SHORT PROBLEM
Identify each line in the records below that contains the string "water", and copy those lines. Treat the match as case-sensitive.

Raw records
* * *

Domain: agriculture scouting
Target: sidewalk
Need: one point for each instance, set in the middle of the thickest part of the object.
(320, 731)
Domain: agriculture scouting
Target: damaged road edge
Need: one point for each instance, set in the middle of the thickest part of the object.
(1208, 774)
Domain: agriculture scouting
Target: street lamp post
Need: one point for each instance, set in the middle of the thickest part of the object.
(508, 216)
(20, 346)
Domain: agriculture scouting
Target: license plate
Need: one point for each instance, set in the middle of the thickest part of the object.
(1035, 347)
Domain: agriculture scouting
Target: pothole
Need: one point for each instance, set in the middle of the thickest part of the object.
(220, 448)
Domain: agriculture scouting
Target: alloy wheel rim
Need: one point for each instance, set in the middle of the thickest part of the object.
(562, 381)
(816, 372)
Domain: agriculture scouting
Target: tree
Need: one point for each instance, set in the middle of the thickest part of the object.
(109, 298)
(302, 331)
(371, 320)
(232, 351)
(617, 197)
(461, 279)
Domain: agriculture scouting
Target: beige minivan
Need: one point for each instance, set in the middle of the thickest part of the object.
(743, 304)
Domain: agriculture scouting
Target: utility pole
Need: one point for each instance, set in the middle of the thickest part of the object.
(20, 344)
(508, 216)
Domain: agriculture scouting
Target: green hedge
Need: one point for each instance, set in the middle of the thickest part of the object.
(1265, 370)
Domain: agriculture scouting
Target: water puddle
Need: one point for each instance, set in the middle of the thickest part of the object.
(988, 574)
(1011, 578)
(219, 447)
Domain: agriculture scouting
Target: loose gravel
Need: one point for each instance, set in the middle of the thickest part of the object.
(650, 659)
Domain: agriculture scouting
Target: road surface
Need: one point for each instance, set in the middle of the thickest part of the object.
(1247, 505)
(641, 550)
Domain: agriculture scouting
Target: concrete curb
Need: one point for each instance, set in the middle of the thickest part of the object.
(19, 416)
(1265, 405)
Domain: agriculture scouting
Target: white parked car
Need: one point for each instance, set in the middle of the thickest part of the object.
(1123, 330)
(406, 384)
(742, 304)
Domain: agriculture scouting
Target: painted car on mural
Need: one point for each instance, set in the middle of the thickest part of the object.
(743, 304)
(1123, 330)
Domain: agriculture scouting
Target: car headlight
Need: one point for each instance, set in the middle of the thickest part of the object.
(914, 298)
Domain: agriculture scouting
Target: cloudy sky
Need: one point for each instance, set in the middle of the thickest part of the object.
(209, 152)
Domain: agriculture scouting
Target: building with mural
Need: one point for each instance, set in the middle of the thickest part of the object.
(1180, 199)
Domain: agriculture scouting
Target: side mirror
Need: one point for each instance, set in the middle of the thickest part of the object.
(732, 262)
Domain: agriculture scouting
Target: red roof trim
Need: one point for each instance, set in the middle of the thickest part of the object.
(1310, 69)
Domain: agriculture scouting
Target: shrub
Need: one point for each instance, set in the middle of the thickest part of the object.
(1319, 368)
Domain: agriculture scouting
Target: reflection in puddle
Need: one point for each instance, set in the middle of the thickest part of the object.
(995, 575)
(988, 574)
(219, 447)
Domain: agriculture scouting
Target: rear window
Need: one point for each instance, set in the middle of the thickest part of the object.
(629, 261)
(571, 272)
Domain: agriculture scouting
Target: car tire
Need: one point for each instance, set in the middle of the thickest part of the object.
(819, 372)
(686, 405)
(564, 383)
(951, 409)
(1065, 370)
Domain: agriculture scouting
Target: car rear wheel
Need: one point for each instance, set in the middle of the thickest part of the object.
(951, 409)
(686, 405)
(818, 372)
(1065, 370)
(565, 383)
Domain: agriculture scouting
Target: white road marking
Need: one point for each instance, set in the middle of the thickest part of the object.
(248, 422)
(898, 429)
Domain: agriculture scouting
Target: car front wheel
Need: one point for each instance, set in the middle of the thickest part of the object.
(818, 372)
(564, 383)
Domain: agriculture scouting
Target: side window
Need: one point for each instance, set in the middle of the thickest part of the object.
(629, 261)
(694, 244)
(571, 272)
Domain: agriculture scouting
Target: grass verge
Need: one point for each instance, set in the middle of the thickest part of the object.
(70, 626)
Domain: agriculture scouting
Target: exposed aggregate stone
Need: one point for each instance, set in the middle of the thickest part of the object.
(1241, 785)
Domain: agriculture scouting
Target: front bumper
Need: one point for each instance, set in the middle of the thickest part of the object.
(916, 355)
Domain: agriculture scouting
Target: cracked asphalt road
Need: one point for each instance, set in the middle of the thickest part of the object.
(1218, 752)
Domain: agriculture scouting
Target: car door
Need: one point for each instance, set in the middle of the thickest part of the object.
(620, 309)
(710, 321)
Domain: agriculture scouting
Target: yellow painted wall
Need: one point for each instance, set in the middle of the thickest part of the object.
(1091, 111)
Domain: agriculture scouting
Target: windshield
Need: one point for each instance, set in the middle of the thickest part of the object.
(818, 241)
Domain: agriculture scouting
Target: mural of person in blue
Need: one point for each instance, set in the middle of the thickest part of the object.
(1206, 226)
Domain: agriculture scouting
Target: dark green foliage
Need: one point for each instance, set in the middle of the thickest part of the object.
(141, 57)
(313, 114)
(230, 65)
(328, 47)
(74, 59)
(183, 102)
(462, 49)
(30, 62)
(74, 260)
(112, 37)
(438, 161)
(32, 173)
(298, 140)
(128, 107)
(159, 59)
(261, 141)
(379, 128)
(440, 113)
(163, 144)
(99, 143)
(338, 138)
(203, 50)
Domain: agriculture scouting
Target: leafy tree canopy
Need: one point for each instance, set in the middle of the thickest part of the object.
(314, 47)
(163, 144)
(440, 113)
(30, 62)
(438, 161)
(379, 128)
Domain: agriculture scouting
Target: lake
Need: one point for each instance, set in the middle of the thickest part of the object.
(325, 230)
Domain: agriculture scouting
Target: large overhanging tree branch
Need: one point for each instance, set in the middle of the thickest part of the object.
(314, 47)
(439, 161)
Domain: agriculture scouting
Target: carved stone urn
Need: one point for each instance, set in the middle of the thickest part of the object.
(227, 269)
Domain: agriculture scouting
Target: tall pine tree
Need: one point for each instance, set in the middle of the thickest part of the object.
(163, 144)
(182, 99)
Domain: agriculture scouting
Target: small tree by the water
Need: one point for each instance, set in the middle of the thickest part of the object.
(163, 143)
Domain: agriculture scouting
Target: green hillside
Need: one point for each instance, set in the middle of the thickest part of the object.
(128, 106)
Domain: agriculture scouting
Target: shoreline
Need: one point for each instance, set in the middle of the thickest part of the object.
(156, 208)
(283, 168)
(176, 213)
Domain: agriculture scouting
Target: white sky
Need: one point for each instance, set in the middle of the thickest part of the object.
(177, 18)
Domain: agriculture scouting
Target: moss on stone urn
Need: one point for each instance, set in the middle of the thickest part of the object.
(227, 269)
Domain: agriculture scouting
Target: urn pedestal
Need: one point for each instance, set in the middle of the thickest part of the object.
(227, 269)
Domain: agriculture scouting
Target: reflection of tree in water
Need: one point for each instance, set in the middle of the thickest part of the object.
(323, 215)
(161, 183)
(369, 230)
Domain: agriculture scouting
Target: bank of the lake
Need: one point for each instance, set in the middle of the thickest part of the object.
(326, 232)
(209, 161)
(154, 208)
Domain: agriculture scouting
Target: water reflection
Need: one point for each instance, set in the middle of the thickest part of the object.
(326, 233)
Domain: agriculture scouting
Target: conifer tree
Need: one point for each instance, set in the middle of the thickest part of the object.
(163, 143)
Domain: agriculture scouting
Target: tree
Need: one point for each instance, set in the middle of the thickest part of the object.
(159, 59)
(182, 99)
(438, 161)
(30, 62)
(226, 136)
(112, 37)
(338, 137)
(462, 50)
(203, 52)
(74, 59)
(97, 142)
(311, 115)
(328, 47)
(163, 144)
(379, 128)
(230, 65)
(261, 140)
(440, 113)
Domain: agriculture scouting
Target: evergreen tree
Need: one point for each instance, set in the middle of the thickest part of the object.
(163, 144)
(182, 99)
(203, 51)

* * *

EXERCISE RESPONSE
Target: water puddle
Target: small tree by the water
Target: reflection of tree in water
Target: water reflection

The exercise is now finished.